**Source data:**
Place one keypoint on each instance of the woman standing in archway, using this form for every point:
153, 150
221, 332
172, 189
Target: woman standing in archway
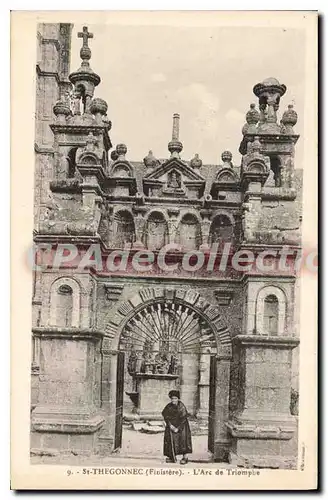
177, 436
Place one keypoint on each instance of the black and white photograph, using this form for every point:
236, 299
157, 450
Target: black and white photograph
167, 250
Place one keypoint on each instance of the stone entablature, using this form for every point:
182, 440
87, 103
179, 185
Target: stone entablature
84, 319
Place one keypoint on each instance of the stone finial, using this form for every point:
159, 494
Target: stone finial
269, 93
255, 146
114, 155
121, 151
289, 119
85, 52
85, 78
252, 118
227, 159
252, 115
98, 106
150, 161
61, 109
175, 146
196, 162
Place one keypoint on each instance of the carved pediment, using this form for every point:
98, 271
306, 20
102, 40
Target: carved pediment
121, 168
161, 172
226, 176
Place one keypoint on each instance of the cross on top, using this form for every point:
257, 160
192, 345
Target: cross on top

**What this task involves:** Give the number of lines in the listing above where the word "cross" appears, and nothing else.

**Solution to this problem:** 2